Enumera todas las condiciones en las que, según la cita del papa Francisco que recoge el fragmento, Cristo llama a nuestra puerta.

======== FRAGMENTO DEL DOCUMENTO

Vi lágrimas contenidas, gestos de coraje, oraciones que salen desde el fondo de la herida. Escuché silencios más elocuentes que muchos discursos, y no pude evitar pensar: ¿qué hacemos como Iglesia ante estos clamores? ¿Qué hacemos cuando la tierra se les ha removido a los hermanos… y la fe parece desvanecerse junto con el hogar perdido?

No caben las estadísticas. Cada historia que escuché en Chihuahua tiene nombre, rostro, y un contexto que no cabe en los informes. Como dijo el papa Francisco: “Los migrantes forzados representan la carne sufriente de Cristo. No son números, son personas”. Migrar debería ser una decisión libre, pero muchas veces no lo es, porque cuando se huye por miedo, no se elige, se sobrevive.

El Proyecto Global de Pastoral de los obispos mexicanos nos llama a mirar esas realidades desde la fe, y a responder con una opción clara: “Sanar las relaciones básicas de la persona” (PGP No. 21) – familia, comunidad, sentido de pertenencia-, allí donde la violencia, el abandono o el desplazamiento han roto los vínculos más profundos.

Madre buscadora en México

Madre ‘buscadora’ en México. Foto: EFE

En el encuentro con los agentes que acompañan a desplazados, confirmé lo que vengo diciendo también en el trabajo con jóvenes: la comunidad es un lugar teológico, es allí donde el Evangelio puede hacerse carne. Quien ha tenido que dejarlo todo no necesita solo comida o techo, necesita una comunidad que le devuelva su dignidad, una parroquia que no lo vea como un ‘caso’, sino como un hermano, una Iglesia que no lo escuche con prisa, sino que lo mire con ternura.

Las madres y familias buscadoras, por su parte, nos enseñan una fe tenaz. No es una fe de estribillos, es la fe de quien sigue confiando aunque no vea, de quien ha puesto su esperanza en el Dios que camina con los que lloran. Y nosotros, ¿nos atrevemos a caminar con ellos?

A veces nos acostumbramos a hablar de migrantes, desplazados, desaparecidos… como si fueran conceptos. Pero no lo son. Son personas que cargan una cruz todos los días. Como Iglesia no podemos mirar hacia otro lado. Estamos llamados a cargar esa cruz con ellos, no como héroes, sino como compañeros.

Como dijo el papa Francisco: “el encuentro con el migrante, como con cada hermano y hermana necesitados, es también un encuentro con Cristo. Nos lo dijo Él mismo. Es Él quien llama a nuestra puerta hambriento, sediento, forastero, desnudo, enfermo y encarcelado, pidiendo que lo encontremos y ayudemos”. A eso podríamos añadir: también puede ser el momento en que el Evangelio vuelva a tocarnos el corazón.

Lo que vi esta semana:

Una madre abrazando la foto con el nombre de su hijo. Un silencio que dolía, pero que también oraba.

La palabra que me sostiene:

“Porque fui forastero, y me acogiste”. (Mateo 25, 35)

En voz baja:

Señor, que no me acostumbre a las lágrimas de los otros. Hazme compañero de camino para los que ya no tienen suelo firme.

================
======== EXTRACTO DE DATOS

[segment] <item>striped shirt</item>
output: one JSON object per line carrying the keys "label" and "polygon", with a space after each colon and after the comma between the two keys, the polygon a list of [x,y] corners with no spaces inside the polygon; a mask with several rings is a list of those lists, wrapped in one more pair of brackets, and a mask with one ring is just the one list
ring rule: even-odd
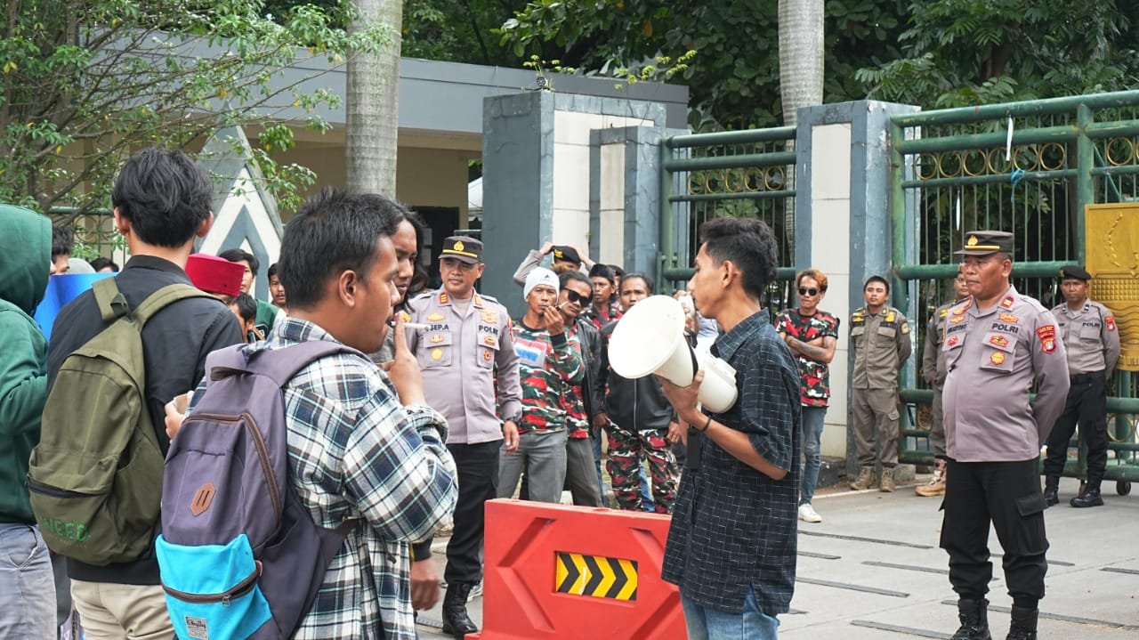
{"label": "striped shirt", "polygon": [[[296,318],[249,350],[336,342]],[[334,528],[361,517],[333,558],[295,638],[415,640],[409,543],[451,516],[458,486],[443,443],[446,420],[401,407],[369,360],[339,353],[302,369],[285,386],[289,479],[312,519]]]}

================

--- RESPUESTA COMPLETA ---
Hambriento, sediento, forastero, desnudo, enfermo y encarcelado.